Tanıkların ifadeleri
O sırada otobüste bulunan ve saldırgana müdahale eden tanıkların biri olayı şöyle anlattı:
"Sabah otobüse bindim arkaya doğru ilerledim, Ayşegül Terzi'nin yanı boştu, 3 durak sonra inecektim rahatsız etmek istemedim. O sırada biri elleriyle omuzumda güç alarak tutamçlara tutundı ve uçarak kadının yüzüne tekme attı. Ayşegül Terzi ağlıyordu. Neden vuruyorsun bir bayana bu yapılır mı dedim. Kendi kendine bunları öldürmek lazım, kafalarını koparmak lazım, otobüsü cünüp ve cenabet etti, otobüse şeytanları topladı diye söyleniyordu. Bacağıma sarıldı otobüsün koridoruna düştük, üzerimden aldılar, otobüs durunca atladı biz de yakalayıp etkisiz hale getirdik daha sonra bir boşluktan yararlanıp kaçtı."
Diğer tanık ise " sanık birden ayağa kalktı inecek sandım. Koridora inmeden adımını atıp üstteki demirlere tutunarak ayağının altıyla müştekiye tekme attı. Müştekinin suratına geldi. Tekmeden önce müşteki ile sanık arasında herhangi bir söz ve davranışa tanık olmadım" dedi.
Sanık Abdullah Çakıroğlu'nu hiç görmediğini söyleyen otobüs şoförü Şaban Bıyıklı polise neden haber vermediniz aorusuna "bacımdan ses çıkmadı, yolcular da ses etmediler ben de yoluma devam ettim" şeklinde cevap verdi.
----
> **Alıştırma Görevleri**:
- A) Tanık ifadeleri metninde "Sanık Abdullah Çakıroğlu'nu" ifadesinden "şeklinde cevap verdi." ifadesine kadar olan kısmı, son ifade de dahil olmak üzere aynen çoğaltın.
- B) Tanık ifadeleri metnini son cümlesinden sonra kaldığı yerden sürdürün.
Kayıtlar, tanık ifadeleri metninden ayrı bir malzemedir.

> **Verilen Bilgiler**:
----
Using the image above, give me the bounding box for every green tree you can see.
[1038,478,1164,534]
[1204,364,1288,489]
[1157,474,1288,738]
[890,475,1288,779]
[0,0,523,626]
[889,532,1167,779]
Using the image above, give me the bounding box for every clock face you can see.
----
> **Cevap Listesi**:
- A)
Sanık Abdullah Çakıroğlu'nu hiç görmediğini söyleyen otobüs şoförü Şaban Bıyıklı polise neden haber vermediniz aorusuna "bacımdan ses çıkmadı, yolcular da ses etmediler ben de yoluma devam ettim" şeklinde cevap verdi.

- B)
Sanık: Genelkurmay Başkanı olduğumu söyledim
Müşteki ve tanıkların ifadelerine ilişkin sözü sorulan saldırgan Abdullah Çakıroğlu, "benim vuruşum orta halli bir vuruştu, ayağımda spor ayakkabılarım vardı, spor ayakkabılarım esnektir. Raporunu abartılı buluyorum. Genelkurmay Başkanı olduğumu söyledim, hasta olduğumun en büyük delili budur. şeytani bir şey olduğunu söyledim. Başka bir şey hatırlamıyorum" dedi.
İddianameden
Anadolu Cumhuriyet Başsavcılığı tarafından hazırlanan iddianamede, 23 yaşındaki Ayşegül Terzi'nin Maslak'ta bir özel hastanede hemşire olduğu, olay günü olan 12 Eylül tarihinde otobüse bindiği ve Çekmeköy'de mevkiinde otobüste yolcu olarak bulunan Abdullah Çakıroğlu'nun Terzi'nin yüzüne tekme atmak suretiyle yaraladığı anlatıldı. Çakıroğlu hakkında "İnanç düşünce ve kanaat hürriyetinin kullanılmasını engelleme", "Halkı kin ve düşmanlığa tahrik veya aşağılama", "Kasten yaralama" ve "Hakaret" suçlarından toplamda 2 yıl 7 aydan 9 yıl 4 aya kadar hapis cezası istemiyle dava açıldı.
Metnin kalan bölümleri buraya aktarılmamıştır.